Exercise requirements: Could you render the data as a JSON list of strings, one string per line and blank lines dropped, beginning at the line that contains "Study the drawing above and tell me where the conifer" and stopping after the line that contains "[80,125,693,414]"? Leave the pictures out of the list.

(Box annotations for photos)
********************

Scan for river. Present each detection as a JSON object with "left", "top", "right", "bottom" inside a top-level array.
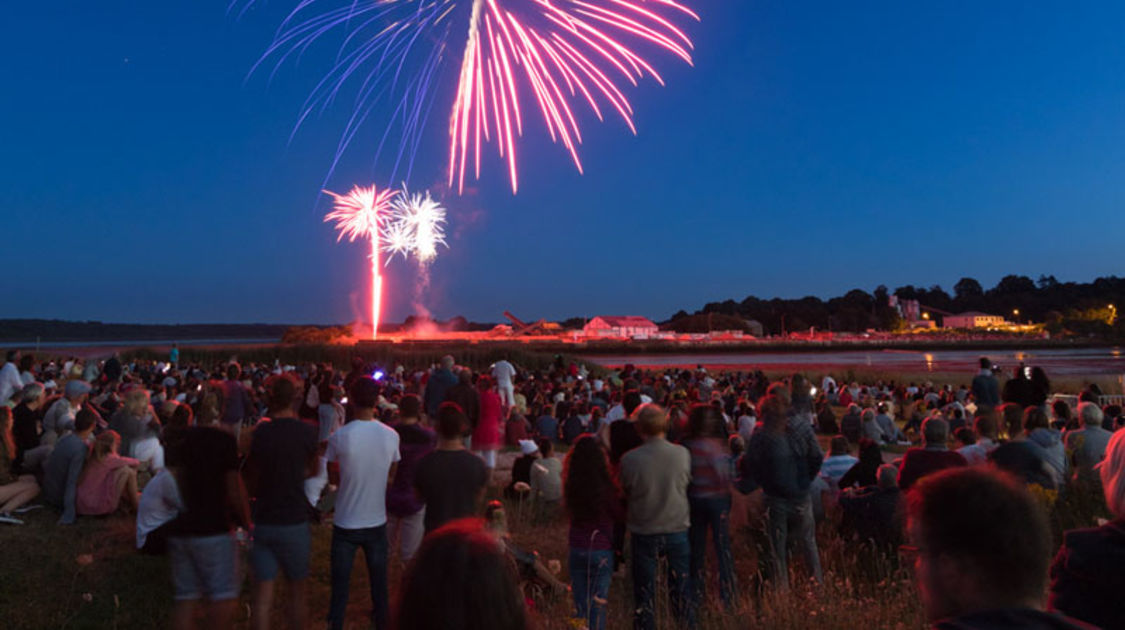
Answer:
[{"left": 586, "top": 348, "right": 1125, "bottom": 376}]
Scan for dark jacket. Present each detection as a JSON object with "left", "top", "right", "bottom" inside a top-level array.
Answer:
[
  {"left": 443, "top": 379, "right": 480, "bottom": 434},
  {"left": 743, "top": 425, "right": 824, "bottom": 500},
  {"left": 423, "top": 368, "right": 457, "bottom": 419},
  {"left": 839, "top": 486, "right": 903, "bottom": 549},
  {"left": 1049, "top": 520, "right": 1125, "bottom": 629},
  {"left": 973, "top": 374, "right": 1000, "bottom": 408}
]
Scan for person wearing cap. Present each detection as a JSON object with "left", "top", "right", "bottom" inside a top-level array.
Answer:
[
  {"left": 504, "top": 440, "right": 539, "bottom": 498},
  {"left": 39, "top": 378, "right": 90, "bottom": 444},
  {"left": 43, "top": 407, "right": 98, "bottom": 525}
]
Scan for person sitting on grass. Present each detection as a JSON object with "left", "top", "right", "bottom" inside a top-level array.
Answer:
[
  {"left": 485, "top": 501, "right": 570, "bottom": 596},
  {"left": 75, "top": 431, "right": 141, "bottom": 516},
  {"left": 902, "top": 467, "right": 1089, "bottom": 630},
  {"left": 504, "top": 440, "right": 540, "bottom": 500},
  {"left": 391, "top": 517, "right": 532, "bottom": 630},
  {"left": 136, "top": 468, "right": 183, "bottom": 556},
  {"left": 0, "top": 405, "right": 39, "bottom": 525},
  {"left": 43, "top": 407, "right": 98, "bottom": 525},
  {"left": 1049, "top": 431, "right": 1125, "bottom": 628},
  {"left": 839, "top": 464, "right": 902, "bottom": 552}
]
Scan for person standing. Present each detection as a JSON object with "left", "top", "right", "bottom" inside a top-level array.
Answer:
[
  {"left": 902, "top": 467, "right": 1093, "bottom": 630},
  {"left": 899, "top": 417, "right": 969, "bottom": 492},
  {"left": 563, "top": 434, "right": 624, "bottom": 630},
  {"left": 423, "top": 354, "right": 457, "bottom": 422},
  {"left": 0, "top": 350, "right": 24, "bottom": 405},
  {"left": 414, "top": 403, "right": 488, "bottom": 533},
  {"left": 43, "top": 410, "right": 97, "bottom": 525},
  {"left": 621, "top": 404, "right": 692, "bottom": 630},
  {"left": 387, "top": 394, "right": 437, "bottom": 565},
  {"left": 165, "top": 426, "right": 252, "bottom": 630},
  {"left": 11, "top": 383, "right": 46, "bottom": 470},
  {"left": 325, "top": 377, "right": 401, "bottom": 630},
  {"left": 473, "top": 376, "right": 503, "bottom": 480},
  {"left": 446, "top": 368, "right": 479, "bottom": 447},
  {"left": 972, "top": 357, "right": 1000, "bottom": 413},
  {"left": 744, "top": 387, "right": 824, "bottom": 591},
  {"left": 492, "top": 359, "right": 515, "bottom": 407},
  {"left": 683, "top": 404, "right": 735, "bottom": 612},
  {"left": 1065, "top": 403, "right": 1113, "bottom": 486},
  {"left": 245, "top": 374, "right": 318, "bottom": 630},
  {"left": 219, "top": 361, "right": 254, "bottom": 440}
]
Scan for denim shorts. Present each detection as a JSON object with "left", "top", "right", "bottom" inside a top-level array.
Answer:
[
  {"left": 250, "top": 523, "right": 313, "bottom": 582},
  {"left": 168, "top": 533, "right": 242, "bottom": 602}
]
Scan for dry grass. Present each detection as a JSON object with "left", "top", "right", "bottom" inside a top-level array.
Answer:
[{"left": 0, "top": 461, "right": 1106, "bottom": 630}]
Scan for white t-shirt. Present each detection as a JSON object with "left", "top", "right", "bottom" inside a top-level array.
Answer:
[
  {"left": 493, "top": 359, "right": 515, "bottom": 387},
  {"left": 325, "top": 420, "right": 402, "bottom": 530},
  {"left": 137, "top": 470, "right": 183, "bottom": 549}
]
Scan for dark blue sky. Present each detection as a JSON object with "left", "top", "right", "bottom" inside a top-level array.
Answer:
[{"left": 0, "top": 0, "right": 1125, "bottom": 323}]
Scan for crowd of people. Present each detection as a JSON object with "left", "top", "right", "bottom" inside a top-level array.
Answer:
[{"left": 0, "top": 348, "right": 1125, "bottom": 630}]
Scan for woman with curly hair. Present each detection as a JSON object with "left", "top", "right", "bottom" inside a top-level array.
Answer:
[{"left": 563, "top": 433, "right": 624, "bottom": 630}]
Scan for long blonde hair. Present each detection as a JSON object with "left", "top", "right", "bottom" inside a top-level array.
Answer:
[
  {"left": 90, "top": 431, "right": 122, "bottom": 461},
  {"left": 1098, "top": 430, "right": 1125, "bottom": 519}
]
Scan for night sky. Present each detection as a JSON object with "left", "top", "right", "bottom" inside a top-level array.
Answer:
[{"left": 0, "top": 0, "right": 1125, "bottom": 323}]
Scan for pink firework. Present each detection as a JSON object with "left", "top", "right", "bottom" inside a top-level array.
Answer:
[
  {"left": 449, "top": 0, "right": 699, "bottom": 192},
  {"left": 239, "top": 0, "right": 693, "bottom": 192},
  {"left": 324, "top": 186, "right": 398, "bottom": 340}
]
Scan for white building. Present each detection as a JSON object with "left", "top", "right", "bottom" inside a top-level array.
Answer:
[
  {"left": 942, "top": 311, "right": 1007, "bottom": 329},
  {"left": 582, "top": 315, "right": 660, "bottom": 339}
]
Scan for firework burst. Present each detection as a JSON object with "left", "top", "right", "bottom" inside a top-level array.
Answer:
[
  {"left": 238, "top": 0, "right": 699, "bottom": 192},
  {"left": 386, "top": 188, "right": 449, "bottom": 267},
  {"left": 324, "top": 186, "right": 398, "bottom": 340}
]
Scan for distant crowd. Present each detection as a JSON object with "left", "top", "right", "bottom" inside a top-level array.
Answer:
[{"left": 0, "top": 348, "right": 1125, "bottom": 630}]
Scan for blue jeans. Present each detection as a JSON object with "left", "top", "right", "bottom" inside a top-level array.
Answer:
[
  {"left": 567, "top": 547, "right": 613, "bottom": 630},
  {"left": 687, "top": 495, "right": 735, "bottom": 611},
  {"left": 250, "top": 523, "right": 313, "bottom": 582},
  {"left": 631, "top": 531, "right": 692, "bottom": 630},
  {"left": 329, "top": 524, "right": 390, "bottom": 630},
  {"left": 765, "top": 495, "right": 824, "bottom": 591}
]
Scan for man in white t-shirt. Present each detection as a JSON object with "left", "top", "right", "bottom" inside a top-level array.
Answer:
[
  {"left": 493, "top": 359, "right": 515, "bottom": 407},
  {"left": 325, "top": 377, "right": 401, "bottom": 629}
]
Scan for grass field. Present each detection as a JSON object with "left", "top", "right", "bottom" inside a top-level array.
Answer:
[
  {"left": 0, "top": 443, "right": 1106, "bottom": 630},
  {"left": 0, "top": 492, "right": 921, "bottom": 630}
]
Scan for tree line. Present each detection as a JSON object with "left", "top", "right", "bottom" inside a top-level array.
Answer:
[{"left": 666, "top": 275, "right": 1125, "bottom": 335}]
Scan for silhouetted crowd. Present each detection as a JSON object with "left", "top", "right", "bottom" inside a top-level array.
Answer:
[{"left": 0, "top": 348, "right": 1125, "bottom": 630}]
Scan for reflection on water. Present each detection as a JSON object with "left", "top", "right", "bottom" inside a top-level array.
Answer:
[{"left": 587, "top": 348, "right": 1125, "bottom": 376}]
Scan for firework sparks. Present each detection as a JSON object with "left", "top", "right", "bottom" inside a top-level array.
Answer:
[
  {"left": 324, "top": 186, "right": 398, "bottom": 340},
  {"left": 387, "top": 189, "right": 449, "bottom": 267},
  {"left": 239, "top": 0, "right": 699, "bottom": 192}
]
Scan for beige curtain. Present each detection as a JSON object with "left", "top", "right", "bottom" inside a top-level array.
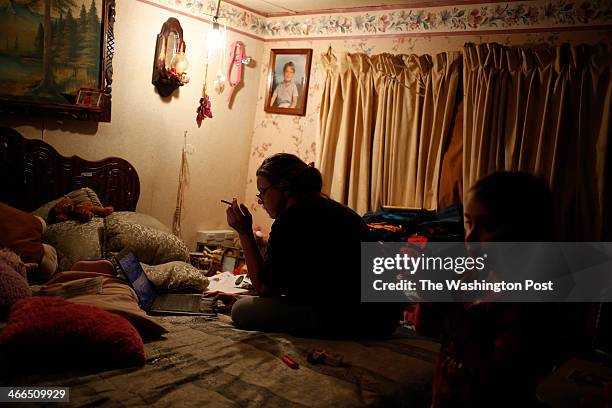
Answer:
[
  {"left": 318, "top": 52, "right": 462, "bottom": 213},
  {"left": 463, "top": 44, "right": 612, "bottom": 240}
]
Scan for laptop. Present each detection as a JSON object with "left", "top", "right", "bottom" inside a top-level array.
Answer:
[{"left": 115, "top": 252, "right": 217, "bottom": 316}]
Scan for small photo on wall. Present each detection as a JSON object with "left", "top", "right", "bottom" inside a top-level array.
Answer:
[
  {"left": 76, "top": 88, "right": 102, "bottom": 108},
  {"left": 264, "top": 48, "right": 312, "bottom": 116}
]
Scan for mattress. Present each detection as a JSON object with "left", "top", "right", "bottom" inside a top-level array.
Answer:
[{"left": 1, "top": 315, "right": 439, "bottom": 407}]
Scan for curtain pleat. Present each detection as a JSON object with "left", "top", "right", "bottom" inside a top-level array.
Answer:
[
  {"left": 463, "top": 44, "right": 612, "bottom": 240},
  {"left": 318, "top": 52, "right": 461, "bottom": 213}
]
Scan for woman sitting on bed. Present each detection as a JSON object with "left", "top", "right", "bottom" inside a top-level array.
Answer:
[
  {"left": 416, "top": 172, "right": 579, "bottom": 407},
  {"left": 222, "top": 153, "right": 401, "bottom": 338}
]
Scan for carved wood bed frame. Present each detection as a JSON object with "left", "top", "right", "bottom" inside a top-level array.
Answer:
[{"left": 0, "top": 127, "right": 140, "bottom": 211}]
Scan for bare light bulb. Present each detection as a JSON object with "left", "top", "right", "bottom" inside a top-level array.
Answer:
[
  {"left": 170, "top": 45, "right": 189, "bottom": 75},
  {"left": 208, "top": 22, "right": 223, "bottom": 52}
]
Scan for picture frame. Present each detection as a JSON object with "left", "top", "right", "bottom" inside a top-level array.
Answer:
[
  {"left": 0, "top": 0, "right": 116, "bottom": 122},
  {"left": 75, "top": 88, "right": 104, "bottom": 109},
  {"left": 264, "top": 48, "right": 312, "bottom": 116}
]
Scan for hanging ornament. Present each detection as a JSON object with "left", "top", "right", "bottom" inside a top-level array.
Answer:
[
  {"left": 227, "top": 41, "right": 251, "bottom": 107},
  {"left": 196, "top": 61, "right": 212, "bottom": 127},
  {"left": 213, "top": 71, "right": 225, "bottom": 94},
  {"left": 196, "top": 93, "right": 212, "bottom": 127},
  {"left": 172, "top": 131, "right": 190, "bottom": 238}
]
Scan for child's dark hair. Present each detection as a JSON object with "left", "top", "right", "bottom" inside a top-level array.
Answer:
[
  {"left": 256, "top": 153, "right": 323, "bottom": 197},
  {"left": 283, "top": 61, "right": 295, "bottom": 72},
  {"left": 470, "top": 171, "right": 554, "bottom": 242}
]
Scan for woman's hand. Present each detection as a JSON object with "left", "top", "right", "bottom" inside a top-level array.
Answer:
[{"left": 226, "top": 198, "right": 253, "bottom": 235}]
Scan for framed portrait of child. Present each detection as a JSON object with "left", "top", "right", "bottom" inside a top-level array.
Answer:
[{"left": 264, "top": 48, "right": 312, "bottom": 116}]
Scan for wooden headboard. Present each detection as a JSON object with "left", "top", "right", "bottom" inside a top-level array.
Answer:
[{"left": 0, "top": 127, "right": 140, "bottom": 211}]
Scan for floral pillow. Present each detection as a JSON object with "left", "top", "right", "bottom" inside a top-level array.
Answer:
[
  {"left": 104, "top": 217, "right": 189, "bottom": 265},
  {"left": 43, "top": 217, "right": 104, "bottom": 272},
  {"left": 32, "top": 187, "right": 104, "bottom": 222},
  {"left": 106, "top": 211, "right": 170, "bottom": 233}
]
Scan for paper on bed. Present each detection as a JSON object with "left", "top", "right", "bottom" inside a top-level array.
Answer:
[{"left": 204, "top": 272, "right": 248, "bottom": 294}]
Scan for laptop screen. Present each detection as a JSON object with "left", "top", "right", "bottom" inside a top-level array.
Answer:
[{"left": 117, "top": 252, "right": 155, "bottom": 309}]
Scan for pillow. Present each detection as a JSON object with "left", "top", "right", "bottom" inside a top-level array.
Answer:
[
  {"left": 0, "top": 296, "right": 146, "bottom": 371},
  {"left": 32, "top": 187, "right": 104, "bottom": 222},
  {"left": 141, "top": 261, "right": 208, "bottom": 292},
  {"left": 37, "top": 244, "right": 57, "bottom": 280},
  {"left": 43, "top": 217, "right": 104, "bottom": 272},
  {"left": 0, "top": 203, "right": 44, "bottom": 263},
  {"left": 0, "top": 261, "right": 32, "bottom": 320},
  {"left": 104, "top": 218, "right": 189, "bottom": 265},
  {"left": 39, "top": 271, "right": 168, "bottom": 338},
  {"left": 106, "top": 211, "right": 171, "bottom": 234}
]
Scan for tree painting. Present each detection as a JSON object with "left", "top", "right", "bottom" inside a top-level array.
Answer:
[{"left": 0, "top": 0, "right": 103, "bottom": 104}]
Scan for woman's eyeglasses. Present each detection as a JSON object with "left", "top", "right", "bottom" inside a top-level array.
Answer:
[{"left": 256, "top": 184, "right": 274, "bottom": 200}]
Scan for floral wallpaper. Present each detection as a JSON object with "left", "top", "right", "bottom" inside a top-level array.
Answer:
[
  {"left": 149, "top": 0, "right": 612, "bottom": 40},
  {"left": 245, "top": 30, "right": 612, "bottom": 233},
  {"left": 140, "top": 0, "right": 612, "bottom": 233}
]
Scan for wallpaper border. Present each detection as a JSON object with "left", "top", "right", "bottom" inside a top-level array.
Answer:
[{"left": 138, "top": 0, "right": 612, "bottom": 42}]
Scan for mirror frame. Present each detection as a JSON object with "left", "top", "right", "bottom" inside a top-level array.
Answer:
[{"left": 151, "top": 17, "right": 186, "bottom": 97}]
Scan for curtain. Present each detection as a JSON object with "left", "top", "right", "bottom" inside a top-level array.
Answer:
[
  {"left": 318, "top": 52, "right": 462, "bottom": 213},
  {"left": 463, "top": 44, "right": 612, "bottom": 240}
]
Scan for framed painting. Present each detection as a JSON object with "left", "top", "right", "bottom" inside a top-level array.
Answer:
[
  {"left": 0, "top": 0, "right": 115, "bottom": 122},
  {"left": 264, "top": 48, "right": 312, "bottom": 116}
]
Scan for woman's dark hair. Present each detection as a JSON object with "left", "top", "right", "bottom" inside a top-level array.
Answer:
[
  {"left": 256, "top": 153, "right": 323, "bottom": 197},
  {"left": 470, "top": 171, "right": 554, "bottom": 242}
]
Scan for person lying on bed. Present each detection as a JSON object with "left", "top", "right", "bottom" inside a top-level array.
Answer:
[
  {"left": 226, "top": 153, "right": 401, "bottom": 338},
  {"left": 416, "top": 172, "right": 579, "bottom": 407}
]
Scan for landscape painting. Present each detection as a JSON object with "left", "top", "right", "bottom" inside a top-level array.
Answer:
[{"left": 0, "top": 0, "right": 104, "bottom": 104}]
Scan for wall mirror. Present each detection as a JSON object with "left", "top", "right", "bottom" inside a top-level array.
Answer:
[{"left": 151, "top": 17, "right": 188, "bottom": 97}]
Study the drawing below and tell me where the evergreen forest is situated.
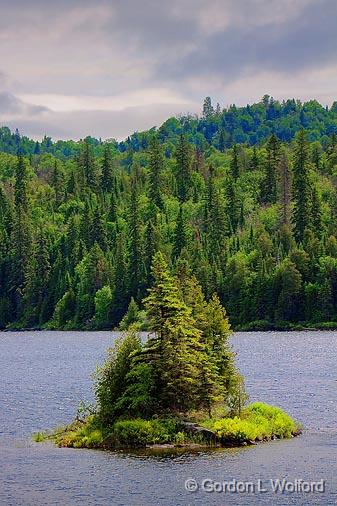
[0,95,337,330]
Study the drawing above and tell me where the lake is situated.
[0,332,337,506]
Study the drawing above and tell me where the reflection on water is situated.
[0,332,337,506]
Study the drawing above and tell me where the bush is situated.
[204,402,298,442]
[110,418,177,446]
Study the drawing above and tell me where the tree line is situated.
[0,100,337,329]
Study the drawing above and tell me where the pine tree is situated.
[202,97,214,120]
[90,207,107,251]
[128,177,144,300]
[51,160,64,206]
[101,144,114,192]
[113,232,130,324]
[144,253,216,412]
[292,130,311,242]
[261,134,280,204]
[225,177,239,234]
[176,135,191,202]
[218,128,226,153]
[149,136,164,209]
[230,144,240,181]
[172,204,187,259]
[11,155,32,315]
[205,165,226,260]
[79,138,97,189]
[279,151,290,225]
[249,146,260,170]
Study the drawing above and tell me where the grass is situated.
[33,402,299,449]
[202,402,299,443]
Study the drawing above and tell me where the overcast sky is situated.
[0,0,337,139]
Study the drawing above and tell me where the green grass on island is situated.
[34,253,300,449]
[34,402,300,449]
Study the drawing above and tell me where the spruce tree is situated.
[128,177,144,300]
[292,130,311,243]
[261,134,280,204]
[230,144,240,181]
[101,144,114,192]
[149,136,164,209]
[172,205,187,259]
[176,135,191,202]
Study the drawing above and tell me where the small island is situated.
[34,252,301,449]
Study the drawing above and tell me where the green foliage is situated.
[0,96,337,331]
[205,402,298,442]
[94,285,112,328]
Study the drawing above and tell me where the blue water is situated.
[0,332,337,506]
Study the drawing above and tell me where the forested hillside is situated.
[0,97,337,329]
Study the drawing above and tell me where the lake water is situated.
[0,332,337,506]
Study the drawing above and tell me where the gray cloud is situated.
[0,0,337,137]
[0,91,48,118]
[0,104,194,140]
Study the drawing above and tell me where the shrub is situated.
[204,402,297,442]
[110,418,177,446]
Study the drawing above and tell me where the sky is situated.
[0,0,337,139]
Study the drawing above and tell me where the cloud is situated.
[0,91,47,118]
[0,0,337,137]
[0,103,196,140]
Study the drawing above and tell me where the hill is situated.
[0,97,337,328]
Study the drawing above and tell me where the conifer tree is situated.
[176,135,191,202]
[144,253,217,412]
[279,151,290,225]
[292,130,311,242]
[79,138,97,189]
[149,136,164,209]
[101,144,114,192]
[230,144,240,181]
[128,177,144,300]
[172,204,186,259]
[261,134,280,204]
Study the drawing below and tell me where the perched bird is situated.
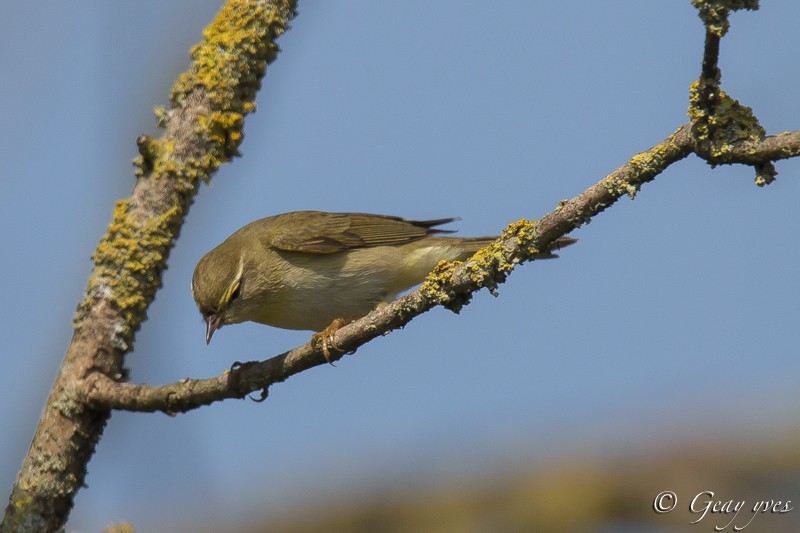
[192,211,575,357]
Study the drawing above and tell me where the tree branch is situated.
[0,0,295,532]
[80,125,693,414]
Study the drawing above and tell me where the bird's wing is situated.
[269,211,456,253]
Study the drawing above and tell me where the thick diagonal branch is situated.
[0,0,295,532]
[82,125,693,413]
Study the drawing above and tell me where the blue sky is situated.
[0,0,800,531]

********************

Final answer:
[
  "Study the drawing above and tell me where the conifer tree is situated.",
  "[176,135,191,202]",
  "[144,253,217,412]",
  "[279,151,290,225]",
  "[292,130,311,242]",
  "[79,138,97,189]",
  "[149,136,164,209]",
  "[101,144,114,192]",
  "[230,144,240,181]",
  "[128,177,144,300]",
  "[172,204,186,259]",
  "[261,134,280,204]",
  "Study the drawing below and tell me where the perched bird is situated.",
  "[192,211,575,357]",
  "Study the drawing above and tell me where the tree branch is situated.",
  "[0,0,295,532]",
  "[80,125,693,414]"
]